Problem to work on =
Display every line of the data that contains the string "instance", treating uppercase and lowercase letters as distinct.

Given data =
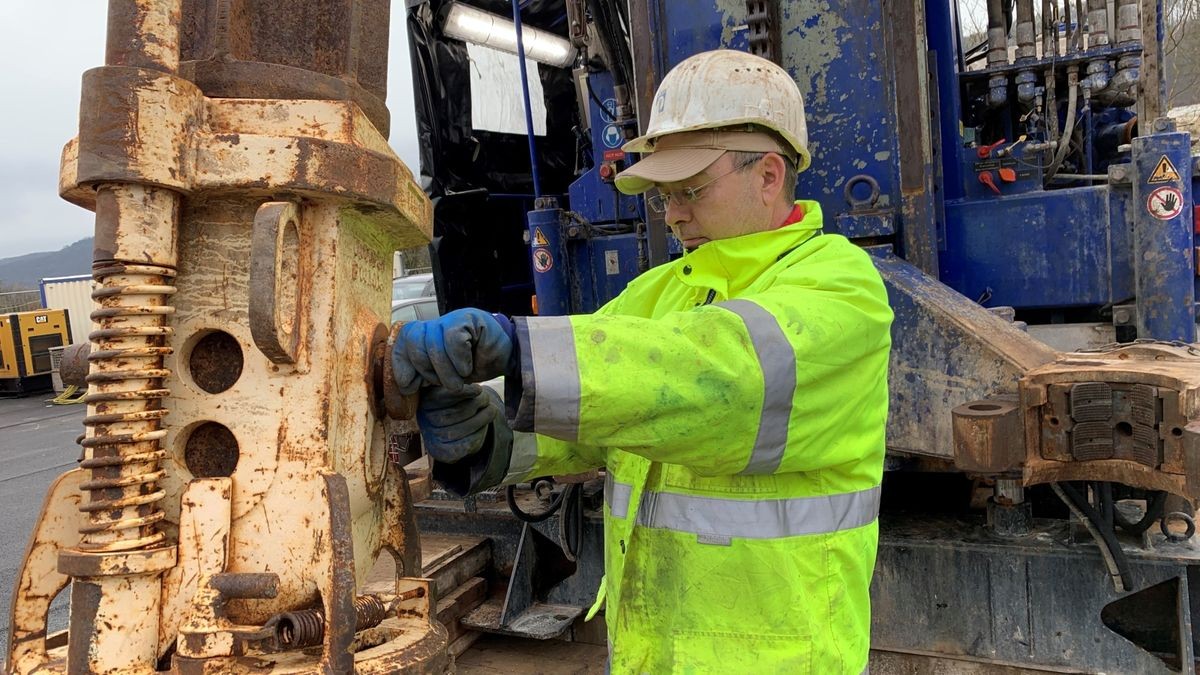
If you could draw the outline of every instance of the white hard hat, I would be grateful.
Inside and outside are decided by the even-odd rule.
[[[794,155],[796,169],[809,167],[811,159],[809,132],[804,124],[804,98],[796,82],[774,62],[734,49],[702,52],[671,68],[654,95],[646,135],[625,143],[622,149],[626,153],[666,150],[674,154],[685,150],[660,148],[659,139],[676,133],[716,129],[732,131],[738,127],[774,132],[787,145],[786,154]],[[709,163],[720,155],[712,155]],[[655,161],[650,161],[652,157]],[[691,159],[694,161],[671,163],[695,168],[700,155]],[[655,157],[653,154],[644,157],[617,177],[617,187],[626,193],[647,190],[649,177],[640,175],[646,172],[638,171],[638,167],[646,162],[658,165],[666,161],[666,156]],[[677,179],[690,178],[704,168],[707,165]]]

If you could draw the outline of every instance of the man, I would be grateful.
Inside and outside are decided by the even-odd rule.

Exercise solution =
If you could draw the outline of every instance of the white hard hat, I would be grateful.
If you could draw the outline of every instance of the man, I would be grateful.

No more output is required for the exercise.